[start of Input material]
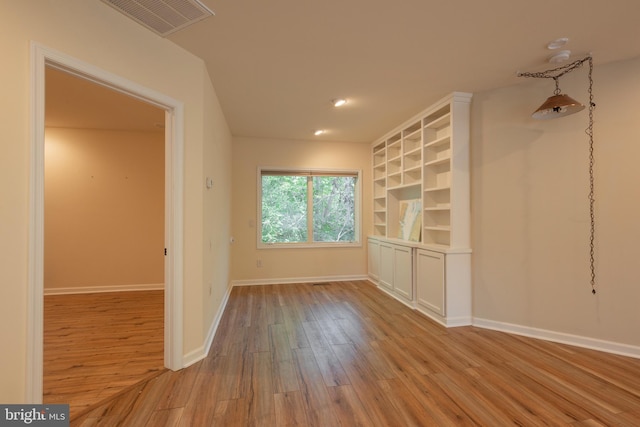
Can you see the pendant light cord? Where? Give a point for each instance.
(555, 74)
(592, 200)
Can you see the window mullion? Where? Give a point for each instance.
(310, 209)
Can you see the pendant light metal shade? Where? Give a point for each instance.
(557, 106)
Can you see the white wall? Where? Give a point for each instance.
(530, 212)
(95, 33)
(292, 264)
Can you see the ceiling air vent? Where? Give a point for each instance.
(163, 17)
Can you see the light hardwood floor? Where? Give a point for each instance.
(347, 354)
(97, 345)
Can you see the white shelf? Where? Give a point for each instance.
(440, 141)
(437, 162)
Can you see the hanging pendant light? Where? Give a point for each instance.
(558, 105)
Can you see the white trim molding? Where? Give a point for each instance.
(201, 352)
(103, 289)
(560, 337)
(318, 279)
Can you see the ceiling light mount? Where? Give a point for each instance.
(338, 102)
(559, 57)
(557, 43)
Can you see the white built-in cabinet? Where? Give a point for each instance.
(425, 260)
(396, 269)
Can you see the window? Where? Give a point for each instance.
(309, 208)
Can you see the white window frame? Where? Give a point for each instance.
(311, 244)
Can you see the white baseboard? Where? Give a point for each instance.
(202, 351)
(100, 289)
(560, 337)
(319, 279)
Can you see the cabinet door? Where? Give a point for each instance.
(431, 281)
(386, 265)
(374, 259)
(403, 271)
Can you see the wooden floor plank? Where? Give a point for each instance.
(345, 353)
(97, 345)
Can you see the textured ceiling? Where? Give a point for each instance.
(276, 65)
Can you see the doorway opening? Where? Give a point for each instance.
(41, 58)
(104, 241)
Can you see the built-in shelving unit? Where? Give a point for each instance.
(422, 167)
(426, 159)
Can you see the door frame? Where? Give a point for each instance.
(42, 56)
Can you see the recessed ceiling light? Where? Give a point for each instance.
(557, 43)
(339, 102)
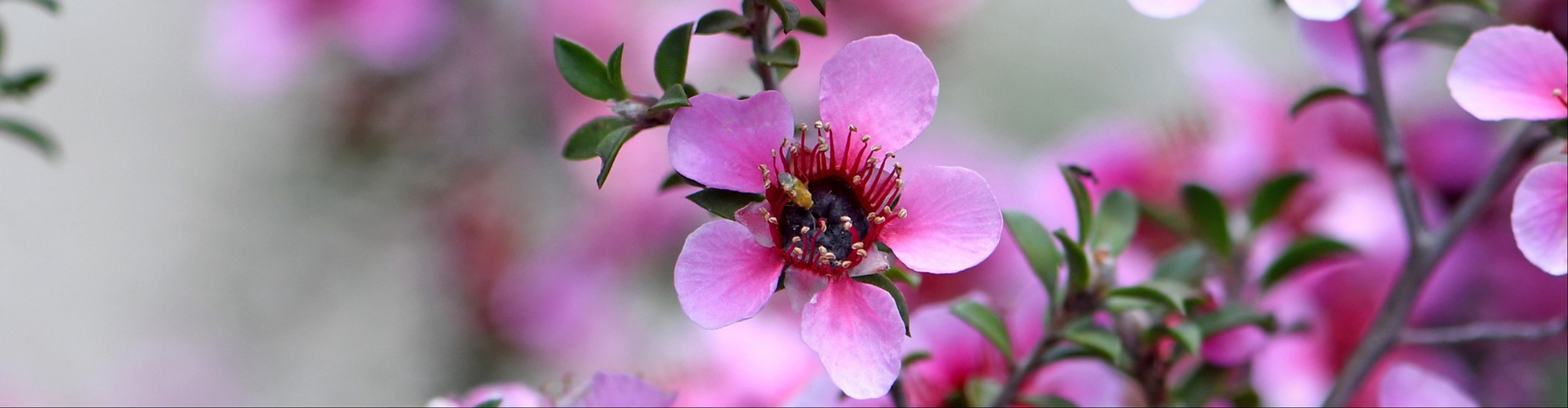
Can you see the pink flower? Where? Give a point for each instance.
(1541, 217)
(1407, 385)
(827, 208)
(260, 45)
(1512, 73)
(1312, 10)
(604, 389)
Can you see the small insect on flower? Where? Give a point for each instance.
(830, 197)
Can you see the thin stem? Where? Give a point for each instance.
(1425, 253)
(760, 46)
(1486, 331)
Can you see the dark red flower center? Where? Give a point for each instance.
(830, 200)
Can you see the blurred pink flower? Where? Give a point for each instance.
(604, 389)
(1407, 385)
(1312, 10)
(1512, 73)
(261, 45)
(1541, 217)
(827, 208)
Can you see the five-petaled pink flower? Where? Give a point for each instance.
[end of Input material]
Rewrite the listing above with "Give a point for each instance" changed to "Mark each instance with a point" everywhere it occurs, keeping every other line and word as it is. Omit the pictures from your answer.

Can you see the pendant light cord? Where? Mark each instance with a point.
(555, 74)
(592, 200)
Can you see the window mullion? Where? Mark each instance with a point.
(310, 209)
Can you see the pendant light metal shade? Where? Mark each instance with a point.
(557, 106)
Can you see the white wall? Where? Mark each instance with a point.
(530, 212)
(95, 33)
(292, 264)
Can you see the ceiling air vent? Where? Mark each instance with a point.
(163, 17)
Can you see the light hardwood floor? Where? Mark each instance with a point.
(347, 354)
(97, 345)
Can you see the white shelf? Where? Mark each instance with a point.
(440, 141)
(437, 162)
Can you see the hanging pendant light? Where? Mark each instance with a point.
(558, 105)
Can you see the white trim molding? Where? Mark each instance with a point.
(201, 352)
(103, 289)
(560, 337)
(318, 279)
Can you see the ceiling light mount? Where? Mark each instance with a point.
(338, 102)
(559, 57)
(557, 43)
Can you see the white built-in cabinet? Where? Mark each instance with a point.
(425, 260)
(396, 269)
Can you see the window? Where? Mark each instance with a point.
(309, 208)
Can you see the white window frame? Where? Mark each instance with a point.
(311, 244)
Can you see the white baseboard? Where? Mark each instance with a point.
(202, 351)
(100, 289)
(560, 337)
(319, 279)
Can you see the cabinet door? Where? Mark each instance with a point.
(431, 281)
(386, 265)
(374, 259)
(403, 271)
Can you see the wooden floor plank? Where? Mark each instance with a point.
(345, 353)
(97, 345)
Can you see the textured ceiling? Where? Mark each instance with a point.
(276, 65)
Can you see the doorway opening? Where? Mark each instance with a point.
(41, 58)
(104, 241)
Can you see the built-in shelving unit? Where? Mark each instance with a point.
(422, 167)
(426, 159)
Can you see the door frame? Where? Mark each instance with a point.
(42, 56)
Can you see the recessed ceiling light? Where? Mark each instance with a point.
(557, 43)
(339, 102)
Can you see the pink flower? Where? Mark each instance with a point.
(1541, 217)
(1407, 385)
(827, 208)
(260, 45)
(1512, 73)
(1312, 10)
(604, 389)
Can you see the small insect on flower? Where? Mark each instance with a point.
(830, 197)
Can you see the thin stem? Where? Mark each instance with a point.
(1425, 253)
(760, 46)
(1486, 331)
Can you see the dark red flower center? Where? Mark each instance with a point.
(830, 200)
Can you see the blurred pink flower? Where? Mark each instance with a point.
(604, 389)
(1407, 385)
(1312, 10)
(1512, 73)
(261, 45)
(1541, 217)
(827, 208)
Can you see the five-petaled pink flower? Where? Mark each instance with a point.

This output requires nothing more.